**WORK ORDER:** Extract the final stretch of the data: the line that contains "Objective — a point for each instance of the concrete" and every line after it, unaltered, and no other lines.

**DATASET:**
-------

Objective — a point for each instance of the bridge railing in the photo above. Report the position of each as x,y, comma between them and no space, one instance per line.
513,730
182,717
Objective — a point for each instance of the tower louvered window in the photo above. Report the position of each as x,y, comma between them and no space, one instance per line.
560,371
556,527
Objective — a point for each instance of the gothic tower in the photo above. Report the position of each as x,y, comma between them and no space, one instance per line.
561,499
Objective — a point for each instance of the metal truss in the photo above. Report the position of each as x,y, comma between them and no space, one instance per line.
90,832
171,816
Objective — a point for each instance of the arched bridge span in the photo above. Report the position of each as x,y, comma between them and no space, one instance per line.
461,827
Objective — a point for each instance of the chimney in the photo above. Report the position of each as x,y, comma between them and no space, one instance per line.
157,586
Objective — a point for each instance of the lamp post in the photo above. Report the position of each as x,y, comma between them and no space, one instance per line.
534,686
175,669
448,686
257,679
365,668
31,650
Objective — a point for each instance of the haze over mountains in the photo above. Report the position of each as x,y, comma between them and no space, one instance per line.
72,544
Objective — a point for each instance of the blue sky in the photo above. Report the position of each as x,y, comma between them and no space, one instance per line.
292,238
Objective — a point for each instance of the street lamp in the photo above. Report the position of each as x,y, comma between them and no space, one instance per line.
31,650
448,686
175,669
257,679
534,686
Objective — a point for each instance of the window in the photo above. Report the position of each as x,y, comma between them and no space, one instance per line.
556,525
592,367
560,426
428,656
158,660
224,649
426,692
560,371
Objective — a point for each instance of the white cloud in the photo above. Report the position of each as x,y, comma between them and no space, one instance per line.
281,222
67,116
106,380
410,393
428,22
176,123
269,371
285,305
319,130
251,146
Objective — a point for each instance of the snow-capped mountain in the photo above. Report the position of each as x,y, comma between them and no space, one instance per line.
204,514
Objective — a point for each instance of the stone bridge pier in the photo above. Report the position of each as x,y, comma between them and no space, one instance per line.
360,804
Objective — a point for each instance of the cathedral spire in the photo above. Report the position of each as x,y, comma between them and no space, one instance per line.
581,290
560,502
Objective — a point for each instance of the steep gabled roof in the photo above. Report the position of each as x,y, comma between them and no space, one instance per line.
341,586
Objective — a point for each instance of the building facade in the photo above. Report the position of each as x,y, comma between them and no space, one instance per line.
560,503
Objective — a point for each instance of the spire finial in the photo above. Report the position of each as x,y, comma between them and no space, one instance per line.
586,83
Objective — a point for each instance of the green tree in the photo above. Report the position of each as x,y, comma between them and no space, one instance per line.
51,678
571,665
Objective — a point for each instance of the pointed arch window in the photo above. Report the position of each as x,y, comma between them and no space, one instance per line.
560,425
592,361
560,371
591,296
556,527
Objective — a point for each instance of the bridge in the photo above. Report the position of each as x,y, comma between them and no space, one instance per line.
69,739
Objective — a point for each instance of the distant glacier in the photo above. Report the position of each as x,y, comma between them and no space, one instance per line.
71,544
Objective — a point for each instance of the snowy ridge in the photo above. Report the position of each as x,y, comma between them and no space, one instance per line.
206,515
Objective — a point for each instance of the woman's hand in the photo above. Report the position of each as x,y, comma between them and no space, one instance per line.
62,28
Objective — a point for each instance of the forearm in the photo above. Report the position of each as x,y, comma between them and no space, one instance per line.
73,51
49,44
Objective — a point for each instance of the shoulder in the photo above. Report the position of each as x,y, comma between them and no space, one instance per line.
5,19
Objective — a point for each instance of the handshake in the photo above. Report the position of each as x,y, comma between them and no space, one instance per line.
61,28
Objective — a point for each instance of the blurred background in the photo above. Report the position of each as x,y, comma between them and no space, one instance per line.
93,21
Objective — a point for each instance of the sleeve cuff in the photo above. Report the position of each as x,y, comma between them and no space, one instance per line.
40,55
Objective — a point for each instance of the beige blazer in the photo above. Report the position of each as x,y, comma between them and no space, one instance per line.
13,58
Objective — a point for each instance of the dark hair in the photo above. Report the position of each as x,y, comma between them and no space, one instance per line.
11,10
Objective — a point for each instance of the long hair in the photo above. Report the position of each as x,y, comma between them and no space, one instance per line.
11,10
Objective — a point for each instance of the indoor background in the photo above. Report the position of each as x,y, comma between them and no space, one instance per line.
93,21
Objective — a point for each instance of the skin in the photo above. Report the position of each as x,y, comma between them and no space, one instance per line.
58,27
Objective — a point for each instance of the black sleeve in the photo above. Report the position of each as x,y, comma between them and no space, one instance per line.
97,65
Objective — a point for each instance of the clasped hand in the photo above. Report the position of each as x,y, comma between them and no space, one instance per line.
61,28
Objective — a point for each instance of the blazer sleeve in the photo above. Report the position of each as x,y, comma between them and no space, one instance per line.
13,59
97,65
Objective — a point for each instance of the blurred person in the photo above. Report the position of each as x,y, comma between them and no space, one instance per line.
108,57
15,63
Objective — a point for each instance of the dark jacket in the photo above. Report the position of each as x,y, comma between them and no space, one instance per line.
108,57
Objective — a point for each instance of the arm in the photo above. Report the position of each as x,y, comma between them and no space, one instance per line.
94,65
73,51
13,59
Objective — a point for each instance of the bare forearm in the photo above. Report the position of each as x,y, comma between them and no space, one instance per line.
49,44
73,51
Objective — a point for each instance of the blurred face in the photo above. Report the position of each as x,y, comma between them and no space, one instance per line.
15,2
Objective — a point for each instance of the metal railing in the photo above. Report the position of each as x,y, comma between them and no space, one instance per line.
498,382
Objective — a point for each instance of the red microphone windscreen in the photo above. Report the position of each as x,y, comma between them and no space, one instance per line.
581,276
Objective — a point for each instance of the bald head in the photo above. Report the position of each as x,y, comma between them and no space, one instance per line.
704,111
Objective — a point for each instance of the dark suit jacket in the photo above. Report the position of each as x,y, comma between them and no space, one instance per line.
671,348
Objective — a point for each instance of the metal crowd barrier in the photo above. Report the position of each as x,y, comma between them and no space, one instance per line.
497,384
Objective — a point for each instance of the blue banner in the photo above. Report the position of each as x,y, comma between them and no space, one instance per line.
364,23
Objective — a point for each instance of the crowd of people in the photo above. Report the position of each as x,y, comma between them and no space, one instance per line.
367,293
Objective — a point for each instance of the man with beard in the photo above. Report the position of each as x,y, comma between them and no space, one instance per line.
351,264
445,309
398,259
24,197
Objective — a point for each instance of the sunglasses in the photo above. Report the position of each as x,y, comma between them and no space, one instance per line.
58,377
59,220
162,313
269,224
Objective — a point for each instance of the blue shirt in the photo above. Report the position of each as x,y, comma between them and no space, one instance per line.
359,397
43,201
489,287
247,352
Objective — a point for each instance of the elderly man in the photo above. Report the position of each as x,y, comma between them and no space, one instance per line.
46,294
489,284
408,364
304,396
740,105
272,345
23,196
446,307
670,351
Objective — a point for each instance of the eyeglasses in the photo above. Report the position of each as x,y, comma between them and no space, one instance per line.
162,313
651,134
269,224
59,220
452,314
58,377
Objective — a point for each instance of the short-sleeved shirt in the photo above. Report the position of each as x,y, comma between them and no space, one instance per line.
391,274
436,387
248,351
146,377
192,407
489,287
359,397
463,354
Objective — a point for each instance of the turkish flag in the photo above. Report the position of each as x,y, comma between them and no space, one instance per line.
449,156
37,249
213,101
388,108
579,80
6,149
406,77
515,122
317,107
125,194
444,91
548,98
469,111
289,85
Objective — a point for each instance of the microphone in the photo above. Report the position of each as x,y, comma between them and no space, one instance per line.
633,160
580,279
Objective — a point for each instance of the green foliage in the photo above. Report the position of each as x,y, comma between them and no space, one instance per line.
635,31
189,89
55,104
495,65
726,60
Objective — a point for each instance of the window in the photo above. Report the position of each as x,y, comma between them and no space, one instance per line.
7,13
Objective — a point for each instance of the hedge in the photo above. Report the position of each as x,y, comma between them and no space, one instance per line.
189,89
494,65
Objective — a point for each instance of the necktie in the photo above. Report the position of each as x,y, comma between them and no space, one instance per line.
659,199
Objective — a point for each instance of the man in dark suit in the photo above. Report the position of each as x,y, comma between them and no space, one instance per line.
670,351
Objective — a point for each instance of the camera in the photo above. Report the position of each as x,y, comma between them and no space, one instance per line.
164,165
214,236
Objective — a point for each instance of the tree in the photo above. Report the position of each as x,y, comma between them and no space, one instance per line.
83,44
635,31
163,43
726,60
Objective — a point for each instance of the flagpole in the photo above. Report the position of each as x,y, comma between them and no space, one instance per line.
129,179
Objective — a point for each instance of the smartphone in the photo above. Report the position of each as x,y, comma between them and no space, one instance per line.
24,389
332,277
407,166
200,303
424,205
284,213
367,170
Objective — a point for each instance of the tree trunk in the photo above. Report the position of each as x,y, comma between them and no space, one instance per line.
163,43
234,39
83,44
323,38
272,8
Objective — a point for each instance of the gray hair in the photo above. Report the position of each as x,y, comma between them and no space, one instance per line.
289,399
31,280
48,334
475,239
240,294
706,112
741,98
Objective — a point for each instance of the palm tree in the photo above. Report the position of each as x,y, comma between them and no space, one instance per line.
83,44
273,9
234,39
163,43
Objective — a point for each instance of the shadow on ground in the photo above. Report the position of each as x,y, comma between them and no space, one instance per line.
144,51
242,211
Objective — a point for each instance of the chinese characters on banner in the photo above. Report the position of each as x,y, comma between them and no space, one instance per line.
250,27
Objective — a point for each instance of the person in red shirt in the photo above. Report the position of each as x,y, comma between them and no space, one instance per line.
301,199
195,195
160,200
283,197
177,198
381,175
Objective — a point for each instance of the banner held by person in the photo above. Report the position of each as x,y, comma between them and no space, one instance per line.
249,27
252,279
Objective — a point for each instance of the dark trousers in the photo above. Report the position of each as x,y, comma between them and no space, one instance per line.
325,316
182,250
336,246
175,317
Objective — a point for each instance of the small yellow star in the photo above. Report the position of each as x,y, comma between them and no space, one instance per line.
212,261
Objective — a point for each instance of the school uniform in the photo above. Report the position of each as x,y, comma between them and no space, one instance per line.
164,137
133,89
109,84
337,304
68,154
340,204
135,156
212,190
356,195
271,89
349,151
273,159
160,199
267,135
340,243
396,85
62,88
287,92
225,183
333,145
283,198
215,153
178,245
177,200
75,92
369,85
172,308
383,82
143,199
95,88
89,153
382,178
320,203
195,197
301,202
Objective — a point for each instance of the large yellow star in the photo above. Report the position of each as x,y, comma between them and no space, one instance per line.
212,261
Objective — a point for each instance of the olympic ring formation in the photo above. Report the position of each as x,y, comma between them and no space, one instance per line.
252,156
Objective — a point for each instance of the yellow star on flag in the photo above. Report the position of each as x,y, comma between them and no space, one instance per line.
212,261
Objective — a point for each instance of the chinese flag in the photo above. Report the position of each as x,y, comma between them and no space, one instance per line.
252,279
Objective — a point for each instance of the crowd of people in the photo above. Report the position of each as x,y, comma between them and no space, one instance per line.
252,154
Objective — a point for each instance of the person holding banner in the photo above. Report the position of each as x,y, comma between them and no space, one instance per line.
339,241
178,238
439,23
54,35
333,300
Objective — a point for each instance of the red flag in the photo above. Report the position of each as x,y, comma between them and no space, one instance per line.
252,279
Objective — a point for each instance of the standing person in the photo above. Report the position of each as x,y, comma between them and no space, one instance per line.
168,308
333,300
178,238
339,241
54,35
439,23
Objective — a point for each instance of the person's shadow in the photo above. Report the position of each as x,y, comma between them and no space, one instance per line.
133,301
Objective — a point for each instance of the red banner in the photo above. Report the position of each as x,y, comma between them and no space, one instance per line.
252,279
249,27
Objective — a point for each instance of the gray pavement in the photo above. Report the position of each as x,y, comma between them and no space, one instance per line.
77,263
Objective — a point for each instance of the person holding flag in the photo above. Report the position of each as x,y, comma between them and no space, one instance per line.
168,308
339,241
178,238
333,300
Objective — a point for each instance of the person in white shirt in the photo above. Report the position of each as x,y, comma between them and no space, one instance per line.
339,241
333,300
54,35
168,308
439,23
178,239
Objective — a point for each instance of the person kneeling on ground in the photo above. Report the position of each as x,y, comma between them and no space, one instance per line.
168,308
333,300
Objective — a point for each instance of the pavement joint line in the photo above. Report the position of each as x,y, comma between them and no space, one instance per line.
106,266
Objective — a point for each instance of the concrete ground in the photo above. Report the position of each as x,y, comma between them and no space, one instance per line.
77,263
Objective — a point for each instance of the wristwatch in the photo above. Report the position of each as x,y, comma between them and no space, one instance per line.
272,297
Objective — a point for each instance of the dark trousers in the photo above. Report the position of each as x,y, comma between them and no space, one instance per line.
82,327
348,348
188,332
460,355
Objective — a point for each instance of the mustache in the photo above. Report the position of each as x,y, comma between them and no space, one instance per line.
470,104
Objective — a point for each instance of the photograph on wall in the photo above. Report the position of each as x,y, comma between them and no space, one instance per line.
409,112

-------

**RESULT:**
Objective — a point for each instance of the concrete ground in the photo above. Report the position of each as x,y, comma between them and no space, one instance per line.
77,263
Objective — a point for each instance of the wristwatch in the photo above. Report the position of each as x,y, comma between them and no space, one instance per line.
272,297
Objective — a point for each instance of the dark trousers in the photo above. Report the position of each as x,y, comma between them and no space, one instance per line.
82,327
348,348
188,332
460,355
Objective — a point for each instance of the mustache in the photo above. Report the position of each as x,y, comma between them and no space, one instance per line.
470,104
Objective — a point for each instance of the photograph on wall in the photo above. Report the position of each as x,y, comma between them and no space, one instance per line.
409,112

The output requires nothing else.